续写下方原始文档：它讲的是在旋转有序数组中查找目标值，前面是说明，后面是代码。从最后一行之后接着往下写。

• [原始文档]
+ + + +

若A[m]>A[1]，则区间【1，m】一定递增；

若A[m]==A[1]确定不了，那就l++,继续下一步就行了；

 

#include <iostream>

using namespace std;

int search(int A[],int n,int target);

int main()
{
    int A[7]={4,5,6,7,0,1,2};
    int target;
    cout<<"please input the target you want to search!"<<endl;
    cin>>target;
    int index=search(A,7,target);
    if (index==-1)
    {
        cout<<"can't find the target!"<<endl;
    }
    else
        cout<<"find it!  "<<endl;
    return 0;
}

int  search(int A[],int n,int target)
{
    int first =0,last =n;
    while(first!=last)
    {
        const int mid =(first+last)/2;
        if (A[mid]==target)

+ + + +

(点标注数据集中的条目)
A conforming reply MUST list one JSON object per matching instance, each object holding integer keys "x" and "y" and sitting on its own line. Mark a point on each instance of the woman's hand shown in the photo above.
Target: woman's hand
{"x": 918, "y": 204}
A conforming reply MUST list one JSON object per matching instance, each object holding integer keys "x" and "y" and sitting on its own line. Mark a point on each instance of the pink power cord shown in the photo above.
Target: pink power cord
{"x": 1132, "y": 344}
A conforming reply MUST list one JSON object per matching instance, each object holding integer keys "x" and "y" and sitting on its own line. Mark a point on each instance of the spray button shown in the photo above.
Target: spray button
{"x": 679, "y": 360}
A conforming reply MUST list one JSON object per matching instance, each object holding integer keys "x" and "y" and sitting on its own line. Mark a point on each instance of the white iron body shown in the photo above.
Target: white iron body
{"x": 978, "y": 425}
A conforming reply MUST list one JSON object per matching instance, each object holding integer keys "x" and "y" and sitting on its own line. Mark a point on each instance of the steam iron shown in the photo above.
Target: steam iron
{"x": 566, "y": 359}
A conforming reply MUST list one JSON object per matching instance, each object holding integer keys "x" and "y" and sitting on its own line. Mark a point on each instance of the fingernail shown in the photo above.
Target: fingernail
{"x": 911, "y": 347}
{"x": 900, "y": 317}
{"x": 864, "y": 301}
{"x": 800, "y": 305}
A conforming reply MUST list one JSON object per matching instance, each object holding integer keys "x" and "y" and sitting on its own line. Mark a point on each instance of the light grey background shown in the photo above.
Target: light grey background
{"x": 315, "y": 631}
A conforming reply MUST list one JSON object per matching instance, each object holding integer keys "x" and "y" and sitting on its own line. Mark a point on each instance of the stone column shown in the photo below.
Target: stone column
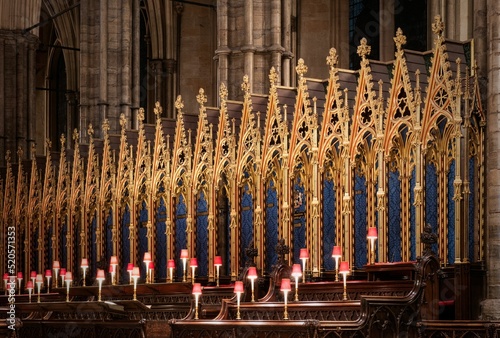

+ + + +

• [回答]
        {
            return 0;
        }
        if (A[first]<A[last])
        {
            if (A[first]<=target && target<A[mid])
            {
                last=mid;
            }
            else
                first=mid+1;
        }
        else if(A[first]>A[mid])
        {
            if (A[mid]<=target && target<A[last-1] )
            {
                first=mid+1;
            }
            else
                last=mid;
        }
        else
            first++;
    }
    return -1;
}

5 Median of two sorted arrays

 

there are two sorted arrays A,B of size m and n respectively. find the median of the two sorted arrays .the overal run time complexity should be O(log(m+n)).

 

首先只要解出来就好了，那么分配一个新的数组，大小是两个数组的大小和；

按照大小排序之后，很容易就求得了；时间复杂度O（n+m），空间复杂度O（1），因为需要的大小固定；

 

 

第二种方法是采用指针来实现；

其实如果不是规定了时间复杂度的话，很容易就能得到

下面我们先解决这个问题，不考虑时间复杂度的要求；

 

#include <iostream>
using namespace std;

int find_k(int A[],int m,int B[],int n,int k);

int main()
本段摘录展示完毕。